───── Supplied data
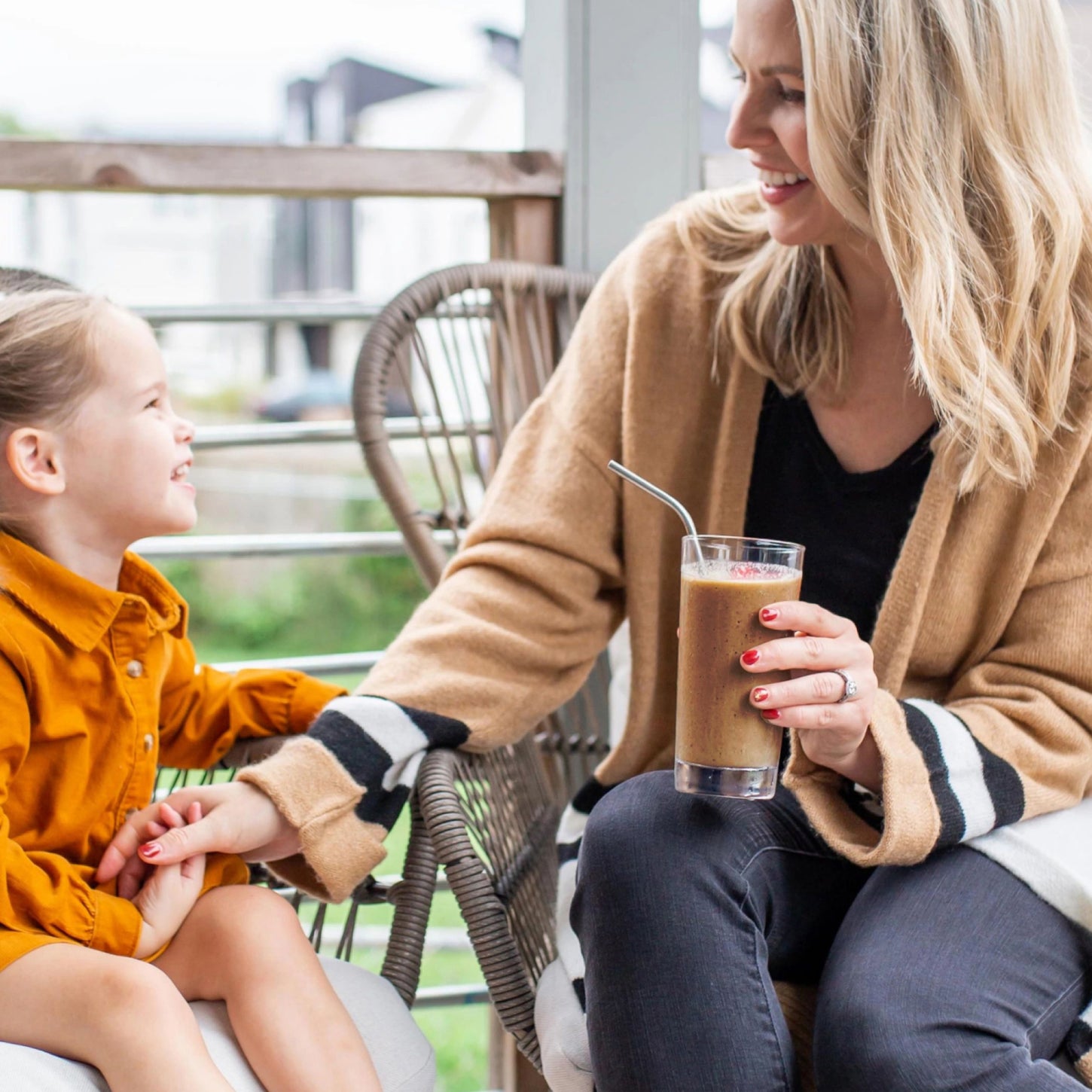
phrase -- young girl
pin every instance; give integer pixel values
(99, 685)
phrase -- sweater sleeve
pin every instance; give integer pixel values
(1010, 738)
(44, 892)
(509, 635)
(203, 711)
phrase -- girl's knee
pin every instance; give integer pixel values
(247, 917)
(133, 994)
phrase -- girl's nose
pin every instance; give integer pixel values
(185, 429)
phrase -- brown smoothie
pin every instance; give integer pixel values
(715, 723)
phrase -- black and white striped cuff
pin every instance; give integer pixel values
(975, 790)
(380, 745)
(570, 832)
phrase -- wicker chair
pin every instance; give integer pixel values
(466, 349)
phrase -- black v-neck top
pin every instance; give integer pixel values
(851, 524)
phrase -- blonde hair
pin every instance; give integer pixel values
(948, 131)
(47, 357)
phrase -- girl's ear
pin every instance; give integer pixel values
(33, 458)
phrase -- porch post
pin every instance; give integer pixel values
(614, 84)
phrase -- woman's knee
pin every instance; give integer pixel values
(643, 831)
(883, 1023)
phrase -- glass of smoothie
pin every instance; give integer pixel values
(723, 747)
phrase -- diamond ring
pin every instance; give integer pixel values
(851, 685)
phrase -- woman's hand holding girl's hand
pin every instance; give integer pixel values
(832, 734)
(236, 818)
(169, 895)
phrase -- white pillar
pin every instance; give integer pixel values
(614, 84)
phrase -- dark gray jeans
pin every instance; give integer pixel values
(950, 975)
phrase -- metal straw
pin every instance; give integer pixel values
(660, 495)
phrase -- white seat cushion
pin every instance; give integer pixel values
(403, 1057)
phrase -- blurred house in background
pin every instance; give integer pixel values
(155, 250)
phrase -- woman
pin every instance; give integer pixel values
(898, 331)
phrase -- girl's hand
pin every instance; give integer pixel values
(831, 733)
(169, 897)
(236, 818)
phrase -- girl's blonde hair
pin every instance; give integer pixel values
(948, 131)
(47, 355)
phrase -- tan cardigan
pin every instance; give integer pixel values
(987, 616)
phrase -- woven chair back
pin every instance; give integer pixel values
(461, 354)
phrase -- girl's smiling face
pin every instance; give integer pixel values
(126, 453)
(769, 124)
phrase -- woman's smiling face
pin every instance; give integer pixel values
(768, 123)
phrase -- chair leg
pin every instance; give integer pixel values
(413, 900)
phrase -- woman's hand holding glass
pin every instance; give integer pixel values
(832, 733)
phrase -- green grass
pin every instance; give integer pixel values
(459, 1033)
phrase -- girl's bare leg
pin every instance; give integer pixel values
(244, 944)
(119, 1014)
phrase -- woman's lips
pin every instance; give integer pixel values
(778, 194)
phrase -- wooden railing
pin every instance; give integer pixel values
(522, 189)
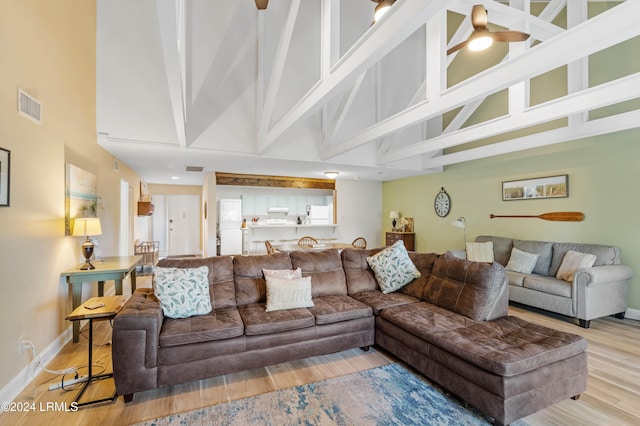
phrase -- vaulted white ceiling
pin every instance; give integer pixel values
(309, 86)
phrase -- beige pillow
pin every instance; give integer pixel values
(571, 262)
(285, 293)
(480, 252)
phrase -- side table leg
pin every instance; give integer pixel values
(76, 300)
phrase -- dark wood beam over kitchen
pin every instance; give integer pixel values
(273, 181)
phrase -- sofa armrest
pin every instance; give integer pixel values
(601, 290)
(136, 332)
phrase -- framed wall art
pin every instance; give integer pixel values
(536, 188)
(81, 198)
(5, 176)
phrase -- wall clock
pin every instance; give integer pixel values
(442, 203)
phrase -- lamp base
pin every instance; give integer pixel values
──────────
Can you rewrite all the lines of the items above as a JSON list of strings, one string per line, with blank lines dropped and the pictures left out?

[Solution]
[
  "phrase -- young girl",
  "pin every instance; give integer pixel values",
  "(99, 685)",
  "phrase -- sweater sleeve",
  "pin every instance; give integer pixel values",
  "(1010, 738)",
  "(44, 892)",
  "(509, 635)",
  "(203, 711)",
  "phrase -- girl's knee",
  "pin every instance; give integer pixel values",
  "(247, 917)",
  "(133, 994)",
  "phrase -- girl's nose",
  "pin every instance; give integer pixel values",
  "(185, 429)",
  "phrase -- brown smoothie",
  "pin every instance; give integer pixel values",
  "(715, 723)",
  "phrase -- black and white striped cuff",
  "pin every instance; give integer pixel values",
  "(975, 790)",
  "(380, 745)",
  "(570, 832)",
  "phrase -- wicker chair",
  "pin every instance; give integer pixel values",
  "(466, 349)",
  "phrase -- black v-neck top",
  "pin every instance; give integer pixel values",
  "(851, 524)",
  "phrase -- blonde hair",
  "pin every instance; give integer pixel values",
  "(948, 131)",
  "(47, 357)",
  "phrase -- girl's ear",
  "pin every instance; give integer pixel values",
  "(33, 458)",
  "phrase -- porch post",
  "pin every instance; give integer pixel values",
  "(614, 84)",
  "phrase -- woman's knee",
  "pin every instance; give integer pixel values",
  "(643, 831)",
  "(883, 1023)",
  "phrase -- glass of smoothie",
  "pin every instance; give integer pixel values",
  "(723, 747)",
  "phrase -- diamond ring",
  "pin every instance; give integer pixel values",
  "(851, 685)",
  "phrase -- woman's hand holding girl's hand",
  "pin every instance; give integer pixel values",
  "(832, 734)",
  "(236, 818)",
  "(169, 895)",
  "phrase -- white pillar",
  "pin every instance; give integer pixel values",
  "(614, 84)",
  "phrase -- dark gray jeans",
  "pin every instance; give integer pixel values",
  "(950, 975)",
  "phrase -- metal straw",
  "pin every instance; give integer pixel values",
  "(660, 495)",
  "phrase -- white seat cushion",
  "pin every instance; give integer pixel values",
  "(403, 1057)",
  "phrase -- blurred house in background",
  "pin every instance; give integer pixel values",
  "(155, 250)",
  "phrase -- woman",
  "pin every instance; give integer pixel values",
  "(898, 331)",
  "phrase -- girl's hand",
  "pin every instance; give integer pixel values",
  "(831, 733)",
  "(169, 897)",
  "(236, 818)",
  "phrase -- girl's blonde hair",
  "pin every instance; give integer pixel values",
  "(948, 131)",
  "(47, 355)",
  "phrase -- tan cardigan",
  "pin every instance; give integer pixel values",
  "(987, 616)",
  "phrase -- woven chair back",
  "pin every instance; give integer pixel values",
  "(461, 354)",
  "phrase -- girl's smiling face",
  "pin every instance; give integer pixel values",
  "(126, 453)",
  "(769, 124)",
  "phrase -- woman's smiling face",
  "pin every instance; give integer pixel values",
  "(768, 123)",
  "phrase -- chair leg",
  "pin every instance; give integer pixel values",
  "(413, 900)",
  "phrase -- woman's hand holding glass",
  "pin every instance; give integer pixel values",
  "(832, 733)",
  "phrase -- green grass",
  "pin every instance; give integer pixel values",
  "(459, 1033)",
  "phrase -- girl's bare leg",
  "pin every instance; give integer pixel values",
  "(244, 944)",
  "(119, 1014)",
  "phrase -- woman's lips",
  "pin every instance; give integer pixel values",
  "(778, 194)",
  "phrase -- wooden railing",
  "pin every instance; give integer pixel values",
  "(522, 189)",
  "phrase -- vaulted white ceiling",
  "pin every instance; give integer pixel values",
  "(309, 86)",
  "phrase -- beige pillow",
  "pin every instance; give integer pixel values",
  "(571, 262)",
  "(285, 293)",
  "(480, 252)",
  "phrase -- side table leg",
  "pin every instance; give integer pixel values",
  "(76, 300)",
  "phrase -- dark wood beam over kitchen",
  "pin every instance; give integer pixel values",
  "(273, 181)",
  "phrase -- sofa armrest",
  "pin every instance; give integer pixel values",
  "(601, 290)",
  "(136, 332)",
  "phrase -- framed wall art",
  "pin every instance; give integer pixel values",
  "(536, 188)",
  "(81, 198)",
  "(5, 176)",
  "phrase -- wall clock",
  "pin every instance; give integer pixel values",
  "(442, 203)",
  "phrase -- lamp base",
  "pin every instance; give integer pixel values"
]